## REQUIREMENT
Set down exactly the lines from the one containing "negative clicks: (568, 519)" through the end of the records below, both included, and nothing else.

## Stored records
= Beginning of Section =

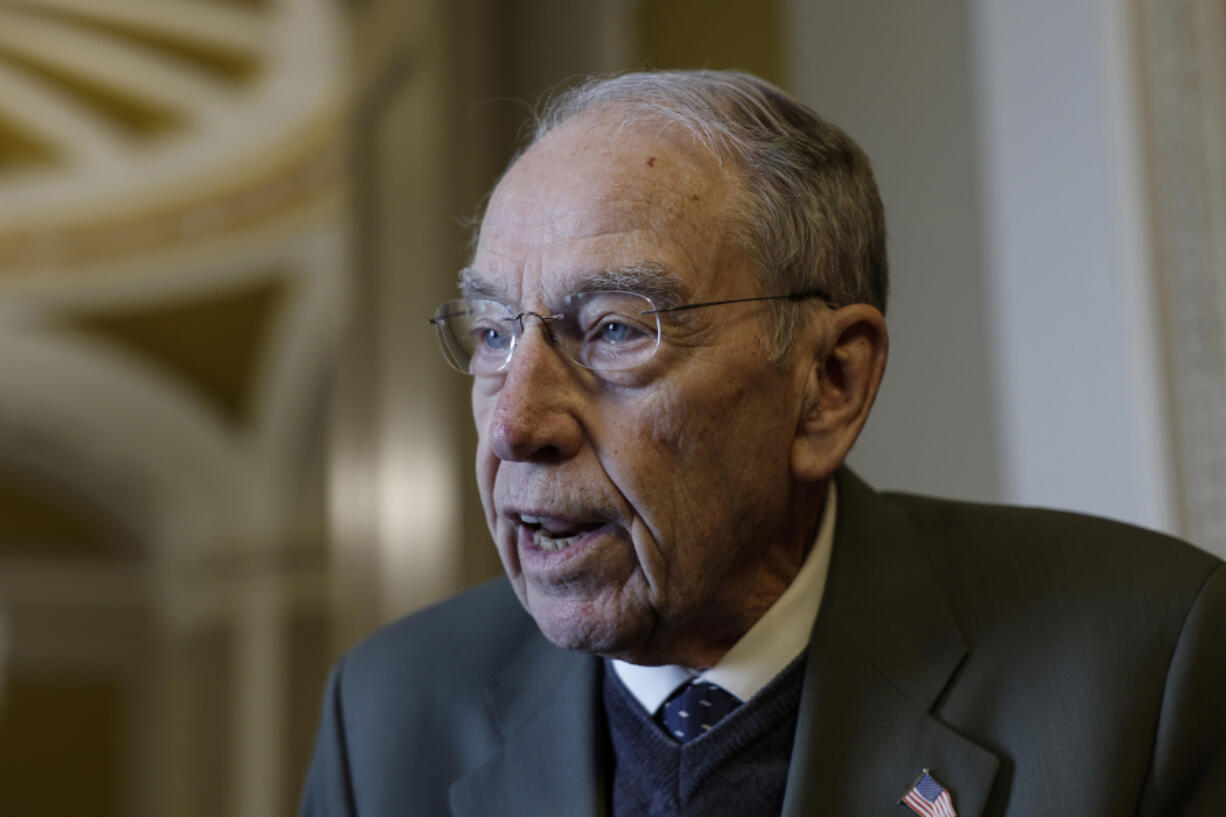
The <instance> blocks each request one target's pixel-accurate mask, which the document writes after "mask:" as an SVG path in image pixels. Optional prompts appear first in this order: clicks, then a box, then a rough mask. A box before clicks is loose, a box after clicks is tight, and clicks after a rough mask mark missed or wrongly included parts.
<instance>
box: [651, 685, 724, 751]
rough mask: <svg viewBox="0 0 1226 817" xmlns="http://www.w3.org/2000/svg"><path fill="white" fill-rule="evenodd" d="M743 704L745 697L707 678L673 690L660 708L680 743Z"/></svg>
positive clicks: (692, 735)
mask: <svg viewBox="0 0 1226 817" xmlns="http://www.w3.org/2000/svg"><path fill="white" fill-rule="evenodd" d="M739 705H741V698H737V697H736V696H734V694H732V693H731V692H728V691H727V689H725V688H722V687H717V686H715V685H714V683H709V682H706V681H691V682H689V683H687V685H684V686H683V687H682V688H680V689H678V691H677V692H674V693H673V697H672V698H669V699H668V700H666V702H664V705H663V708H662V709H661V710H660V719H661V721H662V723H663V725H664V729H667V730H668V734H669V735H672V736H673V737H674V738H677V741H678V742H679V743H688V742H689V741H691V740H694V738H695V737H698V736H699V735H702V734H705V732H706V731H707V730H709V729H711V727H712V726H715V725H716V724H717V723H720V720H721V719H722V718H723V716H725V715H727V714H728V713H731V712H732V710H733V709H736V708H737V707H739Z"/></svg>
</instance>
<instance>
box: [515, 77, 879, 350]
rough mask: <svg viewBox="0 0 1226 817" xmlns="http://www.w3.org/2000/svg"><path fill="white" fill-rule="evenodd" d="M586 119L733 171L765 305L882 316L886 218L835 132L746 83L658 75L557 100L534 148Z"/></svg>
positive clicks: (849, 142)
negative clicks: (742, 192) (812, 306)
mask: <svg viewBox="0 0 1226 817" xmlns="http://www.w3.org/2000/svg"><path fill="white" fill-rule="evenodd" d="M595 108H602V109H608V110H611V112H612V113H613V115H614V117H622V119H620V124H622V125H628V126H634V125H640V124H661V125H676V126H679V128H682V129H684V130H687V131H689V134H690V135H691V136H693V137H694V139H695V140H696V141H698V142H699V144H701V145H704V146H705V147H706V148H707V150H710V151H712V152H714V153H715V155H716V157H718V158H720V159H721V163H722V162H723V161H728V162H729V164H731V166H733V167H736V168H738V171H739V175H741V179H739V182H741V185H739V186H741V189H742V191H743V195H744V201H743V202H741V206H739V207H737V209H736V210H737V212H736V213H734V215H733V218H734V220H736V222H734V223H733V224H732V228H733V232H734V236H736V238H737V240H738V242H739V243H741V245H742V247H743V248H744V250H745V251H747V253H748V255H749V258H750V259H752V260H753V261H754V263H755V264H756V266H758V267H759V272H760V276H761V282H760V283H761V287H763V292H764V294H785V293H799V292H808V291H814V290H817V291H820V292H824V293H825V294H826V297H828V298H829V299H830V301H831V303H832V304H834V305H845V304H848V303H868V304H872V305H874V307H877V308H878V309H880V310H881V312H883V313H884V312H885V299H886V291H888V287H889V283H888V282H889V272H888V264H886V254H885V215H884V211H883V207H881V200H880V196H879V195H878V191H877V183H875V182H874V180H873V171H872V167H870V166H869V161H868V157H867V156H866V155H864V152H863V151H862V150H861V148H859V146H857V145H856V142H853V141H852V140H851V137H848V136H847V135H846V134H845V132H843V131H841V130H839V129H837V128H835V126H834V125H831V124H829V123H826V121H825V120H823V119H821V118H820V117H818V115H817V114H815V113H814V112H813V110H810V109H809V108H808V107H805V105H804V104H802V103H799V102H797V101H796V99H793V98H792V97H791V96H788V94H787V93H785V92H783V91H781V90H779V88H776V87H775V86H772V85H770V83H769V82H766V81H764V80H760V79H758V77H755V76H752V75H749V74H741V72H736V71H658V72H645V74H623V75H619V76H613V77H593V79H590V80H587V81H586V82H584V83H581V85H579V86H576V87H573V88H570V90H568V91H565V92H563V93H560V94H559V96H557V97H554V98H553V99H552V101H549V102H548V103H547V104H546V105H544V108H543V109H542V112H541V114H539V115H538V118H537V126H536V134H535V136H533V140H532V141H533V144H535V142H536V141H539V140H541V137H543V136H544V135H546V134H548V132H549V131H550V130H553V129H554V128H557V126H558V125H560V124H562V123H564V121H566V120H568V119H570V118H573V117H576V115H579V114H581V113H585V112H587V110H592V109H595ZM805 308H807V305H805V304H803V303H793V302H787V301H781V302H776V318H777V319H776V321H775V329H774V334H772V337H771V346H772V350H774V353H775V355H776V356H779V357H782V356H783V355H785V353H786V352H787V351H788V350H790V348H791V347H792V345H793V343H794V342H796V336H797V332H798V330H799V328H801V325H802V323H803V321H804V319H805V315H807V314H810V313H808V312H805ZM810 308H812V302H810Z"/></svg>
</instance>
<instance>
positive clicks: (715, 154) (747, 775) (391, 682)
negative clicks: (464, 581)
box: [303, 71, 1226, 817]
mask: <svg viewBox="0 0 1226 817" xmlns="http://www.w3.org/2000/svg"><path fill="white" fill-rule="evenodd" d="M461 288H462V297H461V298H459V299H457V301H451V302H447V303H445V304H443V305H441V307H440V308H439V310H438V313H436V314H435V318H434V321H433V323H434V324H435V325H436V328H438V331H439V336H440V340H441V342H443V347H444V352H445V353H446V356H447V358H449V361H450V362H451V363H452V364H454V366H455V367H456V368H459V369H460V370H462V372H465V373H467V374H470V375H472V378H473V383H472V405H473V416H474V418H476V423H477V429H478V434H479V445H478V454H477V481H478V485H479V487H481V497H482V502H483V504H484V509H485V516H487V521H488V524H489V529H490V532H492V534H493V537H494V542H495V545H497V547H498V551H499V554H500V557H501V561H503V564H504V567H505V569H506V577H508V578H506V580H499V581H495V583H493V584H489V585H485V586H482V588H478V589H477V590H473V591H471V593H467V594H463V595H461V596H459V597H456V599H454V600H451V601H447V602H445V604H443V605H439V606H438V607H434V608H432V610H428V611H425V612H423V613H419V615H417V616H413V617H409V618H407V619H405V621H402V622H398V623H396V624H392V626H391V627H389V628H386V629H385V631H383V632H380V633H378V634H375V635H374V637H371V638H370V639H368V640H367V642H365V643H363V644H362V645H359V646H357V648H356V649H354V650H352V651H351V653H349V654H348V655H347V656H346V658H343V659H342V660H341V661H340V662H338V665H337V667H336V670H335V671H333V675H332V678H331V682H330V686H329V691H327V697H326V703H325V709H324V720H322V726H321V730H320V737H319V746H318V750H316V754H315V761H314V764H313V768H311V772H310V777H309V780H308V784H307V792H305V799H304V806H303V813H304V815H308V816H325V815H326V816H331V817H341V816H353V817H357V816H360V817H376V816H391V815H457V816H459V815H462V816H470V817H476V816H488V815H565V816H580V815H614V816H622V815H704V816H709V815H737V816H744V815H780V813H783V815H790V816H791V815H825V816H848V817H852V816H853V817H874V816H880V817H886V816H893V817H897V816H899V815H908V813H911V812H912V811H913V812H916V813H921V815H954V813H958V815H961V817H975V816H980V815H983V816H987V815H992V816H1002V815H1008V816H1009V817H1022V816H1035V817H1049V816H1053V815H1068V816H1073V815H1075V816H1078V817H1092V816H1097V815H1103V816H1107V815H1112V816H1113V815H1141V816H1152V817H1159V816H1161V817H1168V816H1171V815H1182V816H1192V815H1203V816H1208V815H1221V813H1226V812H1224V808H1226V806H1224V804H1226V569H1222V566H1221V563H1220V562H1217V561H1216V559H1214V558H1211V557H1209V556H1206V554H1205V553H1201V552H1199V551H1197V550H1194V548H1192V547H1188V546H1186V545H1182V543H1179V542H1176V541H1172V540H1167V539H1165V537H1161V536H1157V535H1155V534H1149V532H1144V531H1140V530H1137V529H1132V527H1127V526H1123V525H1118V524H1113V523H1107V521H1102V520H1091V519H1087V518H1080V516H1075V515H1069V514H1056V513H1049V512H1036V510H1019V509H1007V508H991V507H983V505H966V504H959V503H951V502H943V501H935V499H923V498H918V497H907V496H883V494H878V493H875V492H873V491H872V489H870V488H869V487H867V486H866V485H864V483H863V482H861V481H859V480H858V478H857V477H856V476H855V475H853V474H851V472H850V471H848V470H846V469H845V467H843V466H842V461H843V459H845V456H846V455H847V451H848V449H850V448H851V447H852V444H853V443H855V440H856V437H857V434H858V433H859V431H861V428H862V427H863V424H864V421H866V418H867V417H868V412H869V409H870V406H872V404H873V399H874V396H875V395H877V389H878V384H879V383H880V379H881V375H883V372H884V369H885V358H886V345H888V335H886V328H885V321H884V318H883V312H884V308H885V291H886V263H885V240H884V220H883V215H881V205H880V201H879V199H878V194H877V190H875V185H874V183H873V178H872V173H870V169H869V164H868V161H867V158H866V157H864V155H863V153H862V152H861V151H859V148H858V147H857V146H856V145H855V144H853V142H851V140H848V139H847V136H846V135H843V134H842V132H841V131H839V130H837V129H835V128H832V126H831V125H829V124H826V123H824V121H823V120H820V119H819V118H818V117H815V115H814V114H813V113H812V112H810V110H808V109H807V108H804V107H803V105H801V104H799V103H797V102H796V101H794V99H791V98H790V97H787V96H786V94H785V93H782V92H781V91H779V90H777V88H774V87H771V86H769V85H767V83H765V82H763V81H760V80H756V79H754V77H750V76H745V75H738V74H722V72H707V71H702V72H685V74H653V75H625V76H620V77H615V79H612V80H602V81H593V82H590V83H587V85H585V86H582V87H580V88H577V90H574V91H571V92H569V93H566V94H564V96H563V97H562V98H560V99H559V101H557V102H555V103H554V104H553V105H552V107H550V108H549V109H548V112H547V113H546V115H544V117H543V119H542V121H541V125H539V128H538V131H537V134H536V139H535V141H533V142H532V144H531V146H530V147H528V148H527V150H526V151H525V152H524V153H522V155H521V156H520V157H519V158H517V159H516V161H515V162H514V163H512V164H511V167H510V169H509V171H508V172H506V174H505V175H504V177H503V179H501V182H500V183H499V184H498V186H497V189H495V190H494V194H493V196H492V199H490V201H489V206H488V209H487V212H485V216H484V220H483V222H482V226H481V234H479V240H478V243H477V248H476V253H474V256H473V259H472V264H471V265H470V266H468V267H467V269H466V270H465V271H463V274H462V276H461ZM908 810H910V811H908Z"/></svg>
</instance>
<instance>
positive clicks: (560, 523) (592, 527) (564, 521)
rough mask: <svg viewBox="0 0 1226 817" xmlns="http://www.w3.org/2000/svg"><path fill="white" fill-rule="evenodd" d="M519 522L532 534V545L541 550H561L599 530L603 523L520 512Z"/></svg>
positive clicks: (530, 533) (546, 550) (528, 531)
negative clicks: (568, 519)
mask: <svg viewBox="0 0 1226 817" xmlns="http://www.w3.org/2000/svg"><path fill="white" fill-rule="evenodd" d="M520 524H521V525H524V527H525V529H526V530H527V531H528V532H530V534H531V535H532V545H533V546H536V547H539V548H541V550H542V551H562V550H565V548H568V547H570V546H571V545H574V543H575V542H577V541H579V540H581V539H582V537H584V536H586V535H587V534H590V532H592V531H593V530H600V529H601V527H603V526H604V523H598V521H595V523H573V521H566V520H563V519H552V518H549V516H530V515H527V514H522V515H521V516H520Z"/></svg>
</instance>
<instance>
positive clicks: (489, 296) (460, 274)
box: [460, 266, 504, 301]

= End of Section =

## THE ANSWER
negative clicks: (568, 519)
mask: <svg viewBox="0 0 1226 817" xmlns="http://www.w3.org/2000/svg"><path fill="white" fill-rule="evenodd" d="M520 524H521V525H524V527H525V529H526V530H527V531H528V532H530V534H531V535H532V545H533V546H536V547H539V548H541V550H542V551H562V550H565V548H568V547H570V546H571V545H574V543H575V542H577V541H579V540H581V539H582V537H584V536H586V535H587V534H590V532H592V531H593V530H600V529H601V527H603V526H604V523H598V521H595V523H573V521H566V520H563V519H552V518H549V516H530V515H527V514H522V515H521V516H520Z"/></svg>
</instance>
<instance>
positive clicks: (489, 296) (460, 274)
box: [460, 266, 504, 301]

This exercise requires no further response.